*Work to complete:*
Return each line of the material below that contains the word "purple", copied in full. Treat uppercase and lowercase letters as different.

*Information given:*
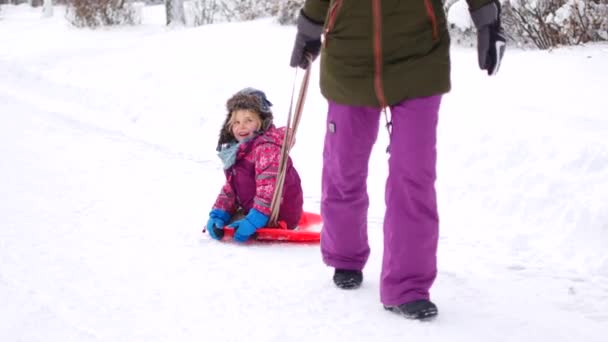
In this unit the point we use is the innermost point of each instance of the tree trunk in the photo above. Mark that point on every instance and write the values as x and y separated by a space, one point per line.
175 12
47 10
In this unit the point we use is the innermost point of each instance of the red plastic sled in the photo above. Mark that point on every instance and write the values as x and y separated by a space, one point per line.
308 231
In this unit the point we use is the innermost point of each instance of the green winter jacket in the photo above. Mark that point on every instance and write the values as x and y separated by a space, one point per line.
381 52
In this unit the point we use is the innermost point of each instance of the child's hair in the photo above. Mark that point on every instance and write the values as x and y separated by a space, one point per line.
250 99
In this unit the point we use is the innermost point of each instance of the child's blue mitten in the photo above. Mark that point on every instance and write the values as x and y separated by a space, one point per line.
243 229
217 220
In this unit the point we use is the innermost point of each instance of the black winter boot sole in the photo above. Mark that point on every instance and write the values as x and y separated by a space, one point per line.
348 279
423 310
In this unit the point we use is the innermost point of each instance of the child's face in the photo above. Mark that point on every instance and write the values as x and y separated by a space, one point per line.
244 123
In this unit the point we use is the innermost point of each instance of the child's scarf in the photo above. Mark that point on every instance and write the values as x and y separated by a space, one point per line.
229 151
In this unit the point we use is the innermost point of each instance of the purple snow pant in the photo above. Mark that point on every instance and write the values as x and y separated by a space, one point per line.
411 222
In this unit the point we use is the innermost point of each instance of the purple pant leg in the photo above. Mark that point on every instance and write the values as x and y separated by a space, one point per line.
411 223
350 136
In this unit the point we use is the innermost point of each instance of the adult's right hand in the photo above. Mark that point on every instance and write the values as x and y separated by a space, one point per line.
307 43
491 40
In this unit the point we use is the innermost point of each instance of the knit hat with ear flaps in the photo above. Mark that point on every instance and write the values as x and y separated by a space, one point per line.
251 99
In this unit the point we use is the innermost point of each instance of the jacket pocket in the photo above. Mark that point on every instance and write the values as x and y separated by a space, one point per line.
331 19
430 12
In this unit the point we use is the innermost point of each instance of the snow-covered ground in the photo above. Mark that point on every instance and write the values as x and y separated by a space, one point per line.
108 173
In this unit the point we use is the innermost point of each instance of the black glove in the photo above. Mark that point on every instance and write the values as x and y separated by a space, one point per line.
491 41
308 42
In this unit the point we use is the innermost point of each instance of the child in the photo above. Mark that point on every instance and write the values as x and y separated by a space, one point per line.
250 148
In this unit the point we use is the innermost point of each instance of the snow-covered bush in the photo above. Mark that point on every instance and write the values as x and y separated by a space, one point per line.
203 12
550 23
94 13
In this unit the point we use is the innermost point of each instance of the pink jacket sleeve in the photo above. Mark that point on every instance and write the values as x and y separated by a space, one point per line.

---

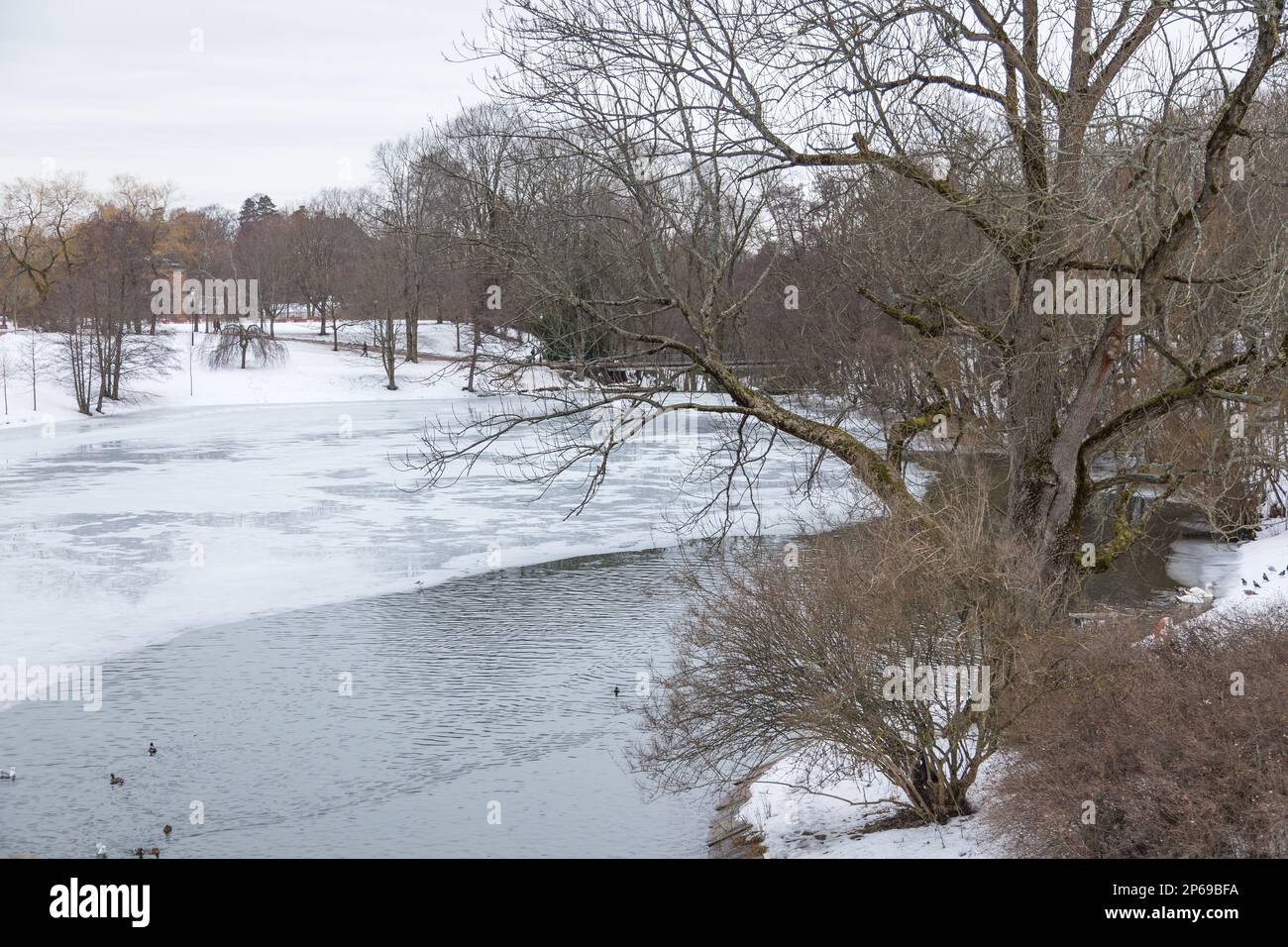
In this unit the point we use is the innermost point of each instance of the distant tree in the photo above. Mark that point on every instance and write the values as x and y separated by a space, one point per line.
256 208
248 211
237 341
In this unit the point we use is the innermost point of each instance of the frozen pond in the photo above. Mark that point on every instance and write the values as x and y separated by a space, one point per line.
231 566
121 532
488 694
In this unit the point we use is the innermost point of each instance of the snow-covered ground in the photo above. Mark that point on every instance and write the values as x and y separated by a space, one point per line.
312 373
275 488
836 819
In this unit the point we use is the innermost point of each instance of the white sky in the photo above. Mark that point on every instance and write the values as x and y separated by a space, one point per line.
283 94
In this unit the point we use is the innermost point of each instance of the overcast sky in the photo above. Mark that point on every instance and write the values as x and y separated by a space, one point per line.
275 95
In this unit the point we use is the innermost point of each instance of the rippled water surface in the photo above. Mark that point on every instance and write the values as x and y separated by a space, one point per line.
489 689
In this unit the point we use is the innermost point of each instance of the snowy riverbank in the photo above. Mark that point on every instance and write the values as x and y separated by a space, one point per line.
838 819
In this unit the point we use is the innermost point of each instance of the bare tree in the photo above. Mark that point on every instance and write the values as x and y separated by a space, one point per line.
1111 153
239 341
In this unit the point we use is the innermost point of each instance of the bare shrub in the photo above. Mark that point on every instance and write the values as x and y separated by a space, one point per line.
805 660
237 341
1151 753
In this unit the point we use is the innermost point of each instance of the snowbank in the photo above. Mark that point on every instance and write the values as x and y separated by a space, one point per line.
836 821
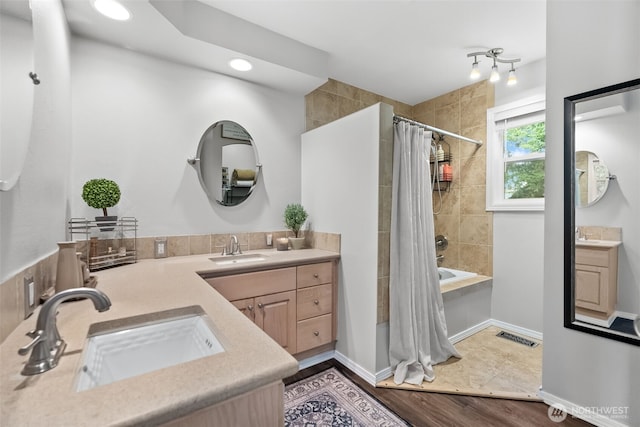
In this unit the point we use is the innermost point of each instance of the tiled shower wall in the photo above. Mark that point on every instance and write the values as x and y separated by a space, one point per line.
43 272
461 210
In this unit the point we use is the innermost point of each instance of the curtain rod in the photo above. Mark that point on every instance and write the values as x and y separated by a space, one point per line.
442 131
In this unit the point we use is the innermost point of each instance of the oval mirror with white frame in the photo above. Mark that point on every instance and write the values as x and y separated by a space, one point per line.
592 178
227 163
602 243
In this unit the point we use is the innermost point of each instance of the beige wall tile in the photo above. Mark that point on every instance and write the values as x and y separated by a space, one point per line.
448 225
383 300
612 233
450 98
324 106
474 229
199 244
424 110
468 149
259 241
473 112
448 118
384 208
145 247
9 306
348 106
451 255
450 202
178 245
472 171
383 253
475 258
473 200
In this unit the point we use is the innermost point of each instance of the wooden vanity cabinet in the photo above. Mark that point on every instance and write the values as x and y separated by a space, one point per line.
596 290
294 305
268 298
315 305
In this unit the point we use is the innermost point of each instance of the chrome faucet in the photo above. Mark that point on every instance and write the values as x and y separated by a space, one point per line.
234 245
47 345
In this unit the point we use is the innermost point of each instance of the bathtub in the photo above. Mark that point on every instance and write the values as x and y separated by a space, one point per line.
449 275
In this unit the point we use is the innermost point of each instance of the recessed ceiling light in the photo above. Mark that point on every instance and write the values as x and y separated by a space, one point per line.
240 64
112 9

*Solution to this task:*
In this unit the point we use is the innermost point of each instance of the purple snow pant in the photo above. Mark that point on every instance and write the values as x and y separated by a space, one point per line.
In this unit the point we use is the innermost point of each instance of the purple pant leg in the photo above. Mark that point on every instance and write the values as x and y separated by a space, one point per line.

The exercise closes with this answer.